Your goal: Rename "yellow table edge" to "yellow counter edge" in everything from the line containing "Tag the yellow" down to the end of the items, and write those lines out again with nothing else changed.
··········
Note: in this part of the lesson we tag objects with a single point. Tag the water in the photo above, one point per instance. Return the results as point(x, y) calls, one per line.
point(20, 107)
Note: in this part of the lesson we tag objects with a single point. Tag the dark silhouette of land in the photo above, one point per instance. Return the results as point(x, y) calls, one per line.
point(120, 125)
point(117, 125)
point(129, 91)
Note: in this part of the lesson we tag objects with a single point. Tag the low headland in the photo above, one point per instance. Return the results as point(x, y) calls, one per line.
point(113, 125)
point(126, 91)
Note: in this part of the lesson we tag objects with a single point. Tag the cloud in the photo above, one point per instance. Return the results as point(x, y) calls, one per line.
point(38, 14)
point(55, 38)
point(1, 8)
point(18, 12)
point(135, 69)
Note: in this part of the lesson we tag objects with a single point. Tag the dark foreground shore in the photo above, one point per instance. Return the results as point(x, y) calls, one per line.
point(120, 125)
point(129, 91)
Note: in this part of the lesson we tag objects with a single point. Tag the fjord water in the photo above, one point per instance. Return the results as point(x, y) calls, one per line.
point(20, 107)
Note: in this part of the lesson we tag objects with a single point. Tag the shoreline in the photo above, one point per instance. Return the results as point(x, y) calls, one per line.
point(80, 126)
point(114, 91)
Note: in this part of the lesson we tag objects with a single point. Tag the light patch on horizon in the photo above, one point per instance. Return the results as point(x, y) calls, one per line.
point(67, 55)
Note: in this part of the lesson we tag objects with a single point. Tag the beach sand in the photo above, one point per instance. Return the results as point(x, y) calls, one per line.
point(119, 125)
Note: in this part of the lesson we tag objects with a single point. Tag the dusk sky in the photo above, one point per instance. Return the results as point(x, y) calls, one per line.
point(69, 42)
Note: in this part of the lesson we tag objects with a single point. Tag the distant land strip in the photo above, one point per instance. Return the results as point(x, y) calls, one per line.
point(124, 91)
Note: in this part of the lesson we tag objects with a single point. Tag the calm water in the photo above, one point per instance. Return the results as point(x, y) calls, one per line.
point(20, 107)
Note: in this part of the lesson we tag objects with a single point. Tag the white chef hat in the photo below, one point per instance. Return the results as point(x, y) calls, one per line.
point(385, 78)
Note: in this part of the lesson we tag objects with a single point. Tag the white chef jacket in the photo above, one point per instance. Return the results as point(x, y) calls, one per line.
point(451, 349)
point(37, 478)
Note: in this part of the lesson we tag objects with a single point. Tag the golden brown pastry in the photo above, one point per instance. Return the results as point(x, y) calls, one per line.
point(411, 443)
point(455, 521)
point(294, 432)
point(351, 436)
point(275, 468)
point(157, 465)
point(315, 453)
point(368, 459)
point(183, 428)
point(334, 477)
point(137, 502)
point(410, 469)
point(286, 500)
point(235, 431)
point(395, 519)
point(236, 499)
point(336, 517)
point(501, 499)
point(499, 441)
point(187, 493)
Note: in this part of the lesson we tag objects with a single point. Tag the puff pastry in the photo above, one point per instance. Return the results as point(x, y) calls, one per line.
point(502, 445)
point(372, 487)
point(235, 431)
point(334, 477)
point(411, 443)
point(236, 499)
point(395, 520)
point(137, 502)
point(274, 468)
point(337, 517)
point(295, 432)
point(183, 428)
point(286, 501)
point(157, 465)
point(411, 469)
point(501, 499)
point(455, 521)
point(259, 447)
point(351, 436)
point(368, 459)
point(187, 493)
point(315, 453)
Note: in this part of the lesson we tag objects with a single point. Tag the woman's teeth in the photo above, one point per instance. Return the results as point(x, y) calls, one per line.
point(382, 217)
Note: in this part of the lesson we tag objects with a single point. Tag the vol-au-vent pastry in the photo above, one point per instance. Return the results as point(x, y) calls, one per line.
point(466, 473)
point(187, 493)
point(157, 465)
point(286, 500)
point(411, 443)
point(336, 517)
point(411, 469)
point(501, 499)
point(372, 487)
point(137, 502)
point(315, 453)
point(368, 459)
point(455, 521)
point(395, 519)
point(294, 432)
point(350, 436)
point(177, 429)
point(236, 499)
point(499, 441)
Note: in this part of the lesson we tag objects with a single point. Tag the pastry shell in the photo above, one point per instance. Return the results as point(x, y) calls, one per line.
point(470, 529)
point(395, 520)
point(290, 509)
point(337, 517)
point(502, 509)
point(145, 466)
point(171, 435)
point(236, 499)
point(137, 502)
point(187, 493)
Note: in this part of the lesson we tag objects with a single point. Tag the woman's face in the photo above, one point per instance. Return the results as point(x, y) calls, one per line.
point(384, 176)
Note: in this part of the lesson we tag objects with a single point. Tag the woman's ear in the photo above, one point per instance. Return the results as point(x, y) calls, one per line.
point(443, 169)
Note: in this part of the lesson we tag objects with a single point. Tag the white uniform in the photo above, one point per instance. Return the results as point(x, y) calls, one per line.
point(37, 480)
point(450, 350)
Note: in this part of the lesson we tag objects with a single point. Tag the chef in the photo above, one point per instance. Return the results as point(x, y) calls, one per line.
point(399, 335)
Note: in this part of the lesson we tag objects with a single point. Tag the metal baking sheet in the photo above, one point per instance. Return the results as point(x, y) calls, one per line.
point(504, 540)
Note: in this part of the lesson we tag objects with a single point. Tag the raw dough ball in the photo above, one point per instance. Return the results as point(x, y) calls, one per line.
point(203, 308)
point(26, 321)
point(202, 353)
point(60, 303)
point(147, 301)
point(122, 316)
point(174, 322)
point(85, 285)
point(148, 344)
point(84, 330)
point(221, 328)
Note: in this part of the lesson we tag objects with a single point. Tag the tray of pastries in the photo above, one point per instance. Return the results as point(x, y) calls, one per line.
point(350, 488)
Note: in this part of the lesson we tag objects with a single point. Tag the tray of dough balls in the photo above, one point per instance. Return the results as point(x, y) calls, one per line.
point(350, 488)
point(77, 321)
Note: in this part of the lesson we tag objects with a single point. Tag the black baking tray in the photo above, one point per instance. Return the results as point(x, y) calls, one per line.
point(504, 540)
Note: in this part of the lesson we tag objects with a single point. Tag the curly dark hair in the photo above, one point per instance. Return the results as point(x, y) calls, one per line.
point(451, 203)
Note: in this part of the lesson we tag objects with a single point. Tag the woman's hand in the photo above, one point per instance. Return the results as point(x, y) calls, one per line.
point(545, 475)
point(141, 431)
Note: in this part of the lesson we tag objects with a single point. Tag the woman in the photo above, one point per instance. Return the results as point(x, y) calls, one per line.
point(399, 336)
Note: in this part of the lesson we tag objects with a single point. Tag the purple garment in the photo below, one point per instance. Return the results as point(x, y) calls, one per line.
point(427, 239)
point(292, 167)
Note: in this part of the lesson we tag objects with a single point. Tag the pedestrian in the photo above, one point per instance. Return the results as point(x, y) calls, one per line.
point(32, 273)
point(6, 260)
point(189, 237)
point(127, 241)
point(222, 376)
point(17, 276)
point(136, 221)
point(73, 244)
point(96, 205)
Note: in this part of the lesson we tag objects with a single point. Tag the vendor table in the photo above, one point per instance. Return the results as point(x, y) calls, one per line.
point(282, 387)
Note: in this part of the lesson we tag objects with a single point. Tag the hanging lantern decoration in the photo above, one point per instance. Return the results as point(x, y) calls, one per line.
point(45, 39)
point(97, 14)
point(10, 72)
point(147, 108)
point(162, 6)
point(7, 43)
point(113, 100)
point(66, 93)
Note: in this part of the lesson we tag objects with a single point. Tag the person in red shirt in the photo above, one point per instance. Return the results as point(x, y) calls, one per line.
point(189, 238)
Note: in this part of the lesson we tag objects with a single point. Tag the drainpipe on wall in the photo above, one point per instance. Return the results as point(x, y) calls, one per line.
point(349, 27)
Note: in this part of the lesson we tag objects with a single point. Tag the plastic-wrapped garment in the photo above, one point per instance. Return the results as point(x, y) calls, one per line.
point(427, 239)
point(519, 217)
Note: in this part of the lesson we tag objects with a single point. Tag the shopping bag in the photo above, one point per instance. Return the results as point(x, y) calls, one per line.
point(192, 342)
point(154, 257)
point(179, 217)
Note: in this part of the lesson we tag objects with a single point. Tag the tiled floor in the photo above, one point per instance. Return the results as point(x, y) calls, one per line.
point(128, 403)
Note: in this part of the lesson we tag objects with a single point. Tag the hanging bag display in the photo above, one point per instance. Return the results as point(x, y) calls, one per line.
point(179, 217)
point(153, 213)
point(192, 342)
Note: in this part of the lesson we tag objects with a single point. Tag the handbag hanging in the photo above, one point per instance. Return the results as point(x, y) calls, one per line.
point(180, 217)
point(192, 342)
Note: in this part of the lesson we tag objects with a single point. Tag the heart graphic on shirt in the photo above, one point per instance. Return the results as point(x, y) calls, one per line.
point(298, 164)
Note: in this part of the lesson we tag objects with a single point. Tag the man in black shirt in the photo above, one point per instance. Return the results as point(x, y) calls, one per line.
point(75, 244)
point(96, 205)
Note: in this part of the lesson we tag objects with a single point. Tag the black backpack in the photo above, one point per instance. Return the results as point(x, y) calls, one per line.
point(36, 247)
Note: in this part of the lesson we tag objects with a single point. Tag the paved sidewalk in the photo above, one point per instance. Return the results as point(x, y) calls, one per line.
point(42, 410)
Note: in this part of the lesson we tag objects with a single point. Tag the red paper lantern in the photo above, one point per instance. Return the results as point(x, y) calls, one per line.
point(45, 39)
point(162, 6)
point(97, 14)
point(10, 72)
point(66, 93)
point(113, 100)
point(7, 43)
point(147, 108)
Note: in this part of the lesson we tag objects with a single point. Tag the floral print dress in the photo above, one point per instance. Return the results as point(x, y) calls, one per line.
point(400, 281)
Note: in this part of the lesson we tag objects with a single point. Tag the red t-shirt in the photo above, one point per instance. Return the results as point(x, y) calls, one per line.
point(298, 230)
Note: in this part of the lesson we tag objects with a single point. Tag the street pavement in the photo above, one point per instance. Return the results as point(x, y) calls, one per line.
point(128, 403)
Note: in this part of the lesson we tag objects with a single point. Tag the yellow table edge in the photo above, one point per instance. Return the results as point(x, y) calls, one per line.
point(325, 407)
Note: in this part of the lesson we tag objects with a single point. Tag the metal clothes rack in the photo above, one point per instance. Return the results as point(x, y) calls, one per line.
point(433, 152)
··········
Final result:
Note: in this part of the lesson we tag objects with a single point. Tag the yellow counter edge in the photo above, one point per instance. Return the results as point(x, y) calls, one per line.
point(325, 407)
Note: in this part of the lesson we tag objects with a single point. Tag the metal clothes rack in the photo above, one point per instance. Return the results as point(x, y) calls, one per line.
point(433, 152)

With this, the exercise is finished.